# START OF DATA FOR THIS TASK

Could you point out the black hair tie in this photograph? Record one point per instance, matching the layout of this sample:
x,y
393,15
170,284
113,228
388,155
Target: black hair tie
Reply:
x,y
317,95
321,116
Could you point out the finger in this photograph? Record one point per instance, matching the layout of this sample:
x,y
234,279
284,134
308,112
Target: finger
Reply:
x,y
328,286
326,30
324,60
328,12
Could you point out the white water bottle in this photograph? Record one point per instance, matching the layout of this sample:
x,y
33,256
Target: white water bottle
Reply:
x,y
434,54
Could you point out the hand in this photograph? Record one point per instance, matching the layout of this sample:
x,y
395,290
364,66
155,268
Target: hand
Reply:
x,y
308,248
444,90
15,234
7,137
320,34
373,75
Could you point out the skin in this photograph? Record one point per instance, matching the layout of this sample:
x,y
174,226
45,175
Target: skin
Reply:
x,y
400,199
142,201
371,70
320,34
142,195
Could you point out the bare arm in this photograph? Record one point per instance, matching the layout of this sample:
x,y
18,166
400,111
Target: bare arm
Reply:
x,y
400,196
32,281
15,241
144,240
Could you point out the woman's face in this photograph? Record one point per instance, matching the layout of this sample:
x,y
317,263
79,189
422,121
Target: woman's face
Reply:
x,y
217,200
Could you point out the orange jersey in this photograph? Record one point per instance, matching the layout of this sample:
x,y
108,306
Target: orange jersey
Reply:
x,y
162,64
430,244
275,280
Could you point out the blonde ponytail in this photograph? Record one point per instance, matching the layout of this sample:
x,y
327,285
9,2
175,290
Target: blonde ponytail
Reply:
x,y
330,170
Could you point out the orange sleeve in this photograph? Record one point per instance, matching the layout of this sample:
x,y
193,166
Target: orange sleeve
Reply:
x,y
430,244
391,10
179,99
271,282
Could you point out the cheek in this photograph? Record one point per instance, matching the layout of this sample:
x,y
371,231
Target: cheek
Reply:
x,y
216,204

# END OF DATA FOR THIS TASK

▶ **YOUR OBJECTIVE**
Write out all of the material above again, swapping every "instance" for "occurrence" and leaving everything else untouched.

▶ **SOLUTION TO THE EXERCISE**
Could you point out the black hair tie in this photograph? Record one point per occurrence, matching the layout of this sample:
x,y
393,15
170,284
113,228
388,155
Target: black hair tie
Reply:
x,y
317,95
321,116
Could you point out the finger in this photograph? Record one point per occurrence, matching the layout of this sample:
x,y
234,279
284,134
308,112
Target: finger
Reply:
x,y
328,286
326,30
324,60
328,12
Could you point out the white water bottle in this photograph? Record one point per occurrence, matching the layout of this sample:
x,y
33,256
Target: white water bottle
Reply:
x,y
434,54
Could you point out the hand in this photograph? Record one point per occurrence, matching the layout of this sample:
x,y
395,290
364,66
155,268
Target: hand
Reply:
x,y
308,248
444,90
15,234
7,137
320,34
373,75
Could you point out the skin in this photograph? Record one point per occurrence, matching the layout of this sample:
x,y
174,226
45,175
Target: skin
Reply:
x,y
400,199
142,201
371,70
320,34
142,195
Could you point out the bare arm in this photograph? Record one point per occurrence, matching the layout of this sample:
x,y
18,166
400,111
Target: bare arm
Reply:
x,y
400,196
32,281
15,241
144,240
Could you point out the woman's face in this photograph? Record one point per occurrence, matching the layout of this sample:
x,y
317,263
79,189
422,121
Target: woman's face
Reply:
x,y
217,200
Could you point out the orange jersey in this photograph? Record one point per occurrence, matching the layout of this sample:
x,y
108,306
Target: orange jersey
Reply:
x,y
162,64
430,244
275,280
Could you point out the blonde ponytail in this photograph? Record one point per occurrence, matching the layout of this sample:
x,y
327,285
9,2
175,290
Target: blonde ponytail
Reply:
x,y
330,170
Could you point out the orange sleeve in this photograph? Record one point per occurrence, matching the layout of this sample:
x,y
193,166
Target: orange sleeve
Reply:
x,y
430,244
391,10
179,99
271,282
Could you point out the cheek in this photograph? Record one point per occurrence, matching the layout of this sample:
x,y
371,231
Target: cheek
Reply:
x,y
216,204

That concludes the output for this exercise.